[SELECTION]:

Recently, the Ikeja Special Offences Court sentenced a Nigerian banker to four years and two months in prison.
This ruling came after the banker was arraigned by the Economic and Financial Crimes Commission (EFCC) on fraud charges. Earlier in 2020, the FCT Police Command paraded gang members, including a bank employee, Larry Ehizo, 30, Timothy Joe, 21, Princewill Obinna, 24, and Elijah David, 19, for attempting to rob an old-generation bank in Mpape, a suburb in Abuja.
Ehizo, who allegedly drove the gang members to the bank, claimed he was blackmailed by the suspected gang leader, Ernest, to carry out the heist.
At the 17th Annual Banking and Finance Conference last year, the EFCC chairman, Olanipekun Olukoyede, said some major and mind-boggling financial frauds were committed through the banking industry.
While describing the scenario as disturbing and unacceptable, he categorically stated that about 70 per cent of financial crimes in Nigeria are traceable to the banking sector.
This paper recalls that in the second quarter of 2024, Nigerian banks dismissed 49 employees involved in fraudulent activities, reflecting a sharp 40 per cent increase compared to the 35 terminations recorded during the first quarter.
According to the report, 58 bank workers were involved in the 11, 532 cases of fraud reported in the period under review.
The alarming data, detailed in the ‘Fraud and Forgeries in Nigerian Banks’ report by the Financial Institutions Training Centre (FITC), has brought to light, the persistent issue of internal fraud in Nigeria’s banking sector.
The report highlighted a variety of fraudulent activities perpetrated by the dismissed employees. These ranged from unauthorised transactions and identity theft to insider collusion aimed at exploiting systemic vulnerabilities.
Similarly, Olukoyede broadly categorised banking frauds into those perpetrated inside and outside.
According to him, the inside-related fraud comprises outright selling of customers’ deposits, authorising loan facilities, forgery and several other kinds of unhealthy and criminal practices.
The outsider-related ones include hacking, ATM fraud, and conspiracy, among others, which include collaboration among the bankers and the outsider (s).
We recognise that while these insider fraud cases represent only a portion of the total fraud incidents reported, their impact on customer trust and investor confidence cannot be understated.
As of December 2024, 331.6 million Nigerians had active bank accounts, a 122.3 million increase from January 2024. This is based on data from the Nigeria Inter-Bank Settlement System (NIBSS).
According to the FITC, Nigerian banks lost N42.33 billion to fraud in the first half of 2024; a significant increase from 2023, when banks lost N9.4 billion to fraud.

[GIVEN RECORDS]:
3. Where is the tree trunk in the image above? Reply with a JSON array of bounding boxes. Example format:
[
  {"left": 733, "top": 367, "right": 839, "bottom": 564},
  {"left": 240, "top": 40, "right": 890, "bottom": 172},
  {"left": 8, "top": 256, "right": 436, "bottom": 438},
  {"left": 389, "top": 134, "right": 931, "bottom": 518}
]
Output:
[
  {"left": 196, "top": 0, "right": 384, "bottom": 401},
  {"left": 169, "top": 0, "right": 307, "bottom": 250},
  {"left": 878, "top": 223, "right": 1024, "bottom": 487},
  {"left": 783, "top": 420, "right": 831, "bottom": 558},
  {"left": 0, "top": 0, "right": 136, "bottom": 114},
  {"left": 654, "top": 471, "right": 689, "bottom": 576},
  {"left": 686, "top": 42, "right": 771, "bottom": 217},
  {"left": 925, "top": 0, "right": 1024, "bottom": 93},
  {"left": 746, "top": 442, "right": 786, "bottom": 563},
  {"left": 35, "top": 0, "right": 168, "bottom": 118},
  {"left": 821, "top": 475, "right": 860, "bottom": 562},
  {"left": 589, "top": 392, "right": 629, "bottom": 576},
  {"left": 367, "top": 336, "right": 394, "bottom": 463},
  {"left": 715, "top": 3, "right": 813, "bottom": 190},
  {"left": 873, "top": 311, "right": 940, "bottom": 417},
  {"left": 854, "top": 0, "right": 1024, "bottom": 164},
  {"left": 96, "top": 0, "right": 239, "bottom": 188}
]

...

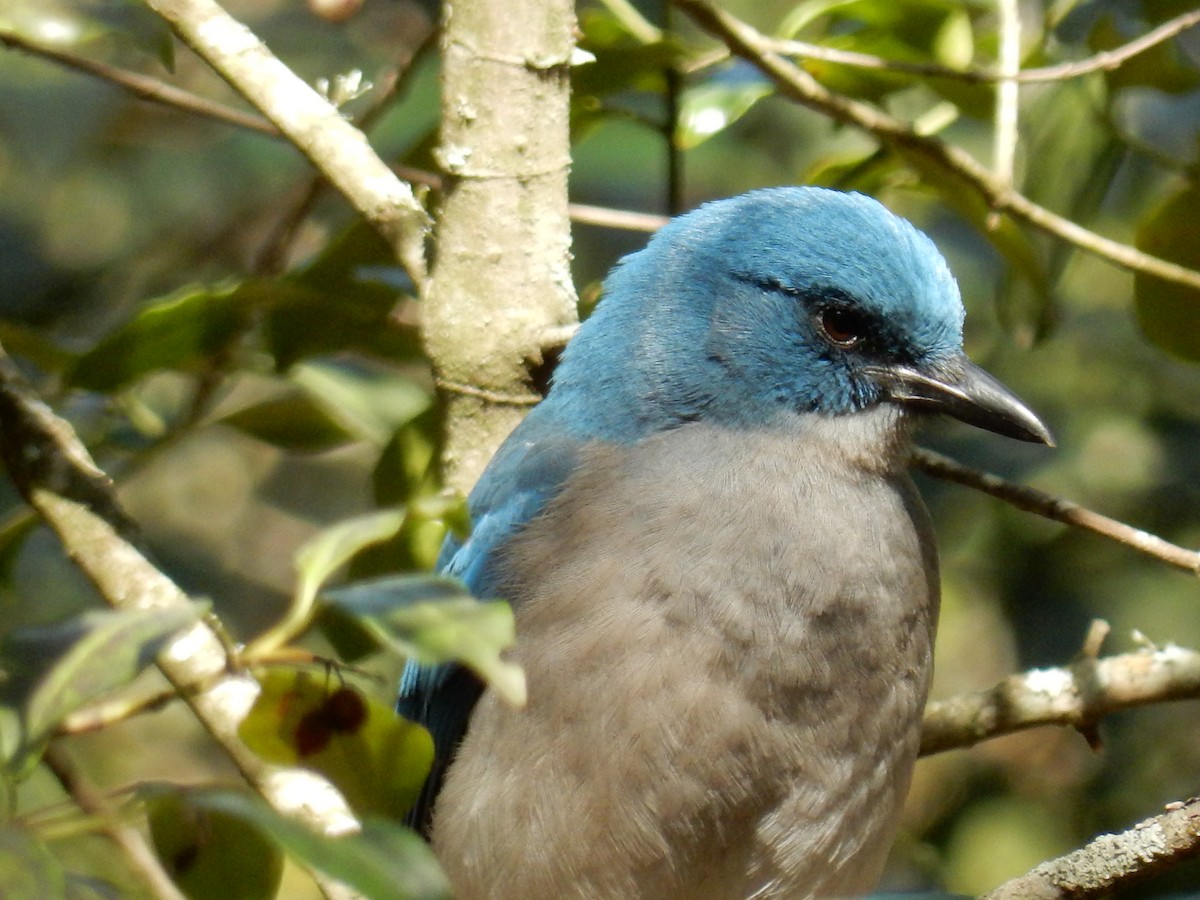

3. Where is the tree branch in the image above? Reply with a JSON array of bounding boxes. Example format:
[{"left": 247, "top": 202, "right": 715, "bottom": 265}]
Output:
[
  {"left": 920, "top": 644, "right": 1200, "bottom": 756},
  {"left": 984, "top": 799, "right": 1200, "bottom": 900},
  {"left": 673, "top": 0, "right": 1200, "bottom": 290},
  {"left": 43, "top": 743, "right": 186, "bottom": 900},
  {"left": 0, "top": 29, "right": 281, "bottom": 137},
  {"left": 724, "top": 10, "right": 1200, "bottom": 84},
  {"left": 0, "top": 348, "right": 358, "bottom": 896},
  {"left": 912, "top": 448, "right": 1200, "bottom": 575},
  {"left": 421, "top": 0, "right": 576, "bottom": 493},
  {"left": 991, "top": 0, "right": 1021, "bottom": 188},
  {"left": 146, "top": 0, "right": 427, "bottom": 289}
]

* * *

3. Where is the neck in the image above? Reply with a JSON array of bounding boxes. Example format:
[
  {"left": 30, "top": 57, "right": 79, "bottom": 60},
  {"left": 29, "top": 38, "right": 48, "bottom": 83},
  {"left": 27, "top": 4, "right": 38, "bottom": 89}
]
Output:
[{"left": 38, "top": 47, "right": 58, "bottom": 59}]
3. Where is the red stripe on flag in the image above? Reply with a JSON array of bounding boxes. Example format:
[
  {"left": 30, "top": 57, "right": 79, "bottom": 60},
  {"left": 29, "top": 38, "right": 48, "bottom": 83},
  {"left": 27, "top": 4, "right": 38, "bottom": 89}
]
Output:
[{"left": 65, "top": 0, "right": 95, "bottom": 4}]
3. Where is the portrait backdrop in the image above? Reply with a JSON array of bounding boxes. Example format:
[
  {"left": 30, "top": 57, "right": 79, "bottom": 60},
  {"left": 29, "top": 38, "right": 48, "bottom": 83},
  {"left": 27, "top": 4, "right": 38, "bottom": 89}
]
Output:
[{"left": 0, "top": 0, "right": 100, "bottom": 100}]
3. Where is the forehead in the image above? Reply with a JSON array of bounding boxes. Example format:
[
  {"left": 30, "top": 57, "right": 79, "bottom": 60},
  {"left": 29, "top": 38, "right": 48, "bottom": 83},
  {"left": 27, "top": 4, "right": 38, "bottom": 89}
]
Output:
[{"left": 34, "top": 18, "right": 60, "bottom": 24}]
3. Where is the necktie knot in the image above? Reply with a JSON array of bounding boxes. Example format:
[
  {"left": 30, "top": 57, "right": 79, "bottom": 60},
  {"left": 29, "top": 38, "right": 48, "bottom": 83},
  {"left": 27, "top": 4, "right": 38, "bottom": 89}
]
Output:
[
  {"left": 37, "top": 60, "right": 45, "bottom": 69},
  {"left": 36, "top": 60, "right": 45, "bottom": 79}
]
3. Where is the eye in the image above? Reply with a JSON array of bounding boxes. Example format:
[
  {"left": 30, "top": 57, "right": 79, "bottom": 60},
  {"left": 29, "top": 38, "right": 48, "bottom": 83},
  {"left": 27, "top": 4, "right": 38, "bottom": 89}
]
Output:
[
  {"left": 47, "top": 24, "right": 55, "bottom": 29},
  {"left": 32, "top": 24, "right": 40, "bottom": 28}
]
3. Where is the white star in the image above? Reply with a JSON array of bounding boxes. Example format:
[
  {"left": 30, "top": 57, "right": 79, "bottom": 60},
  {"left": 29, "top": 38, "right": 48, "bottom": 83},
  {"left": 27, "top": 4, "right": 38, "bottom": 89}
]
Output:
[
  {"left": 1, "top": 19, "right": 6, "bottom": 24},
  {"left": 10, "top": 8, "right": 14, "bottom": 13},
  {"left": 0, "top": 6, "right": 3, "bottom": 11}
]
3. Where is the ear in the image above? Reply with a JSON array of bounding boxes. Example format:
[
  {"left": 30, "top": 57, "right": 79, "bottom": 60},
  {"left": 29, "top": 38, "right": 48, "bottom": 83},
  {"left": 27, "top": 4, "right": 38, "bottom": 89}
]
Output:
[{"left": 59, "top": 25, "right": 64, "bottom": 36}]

[TASK GOAL]:
Answer these questions from the bank fraud article.
(a) How many employees did Nigerian banks dismiss for fraud in the second quarter of 2024?
(b) What share of financial crimes in Nigeria did the EFCC chairman say can be traced to the banking sector?
(c) According to the FITC, how much did Nigerian banks lose to fraud in the first half of 2024?

[SOLUTION]:
(a) 49 employees.
(b) About 70 percent.
(c) N42.33 billion.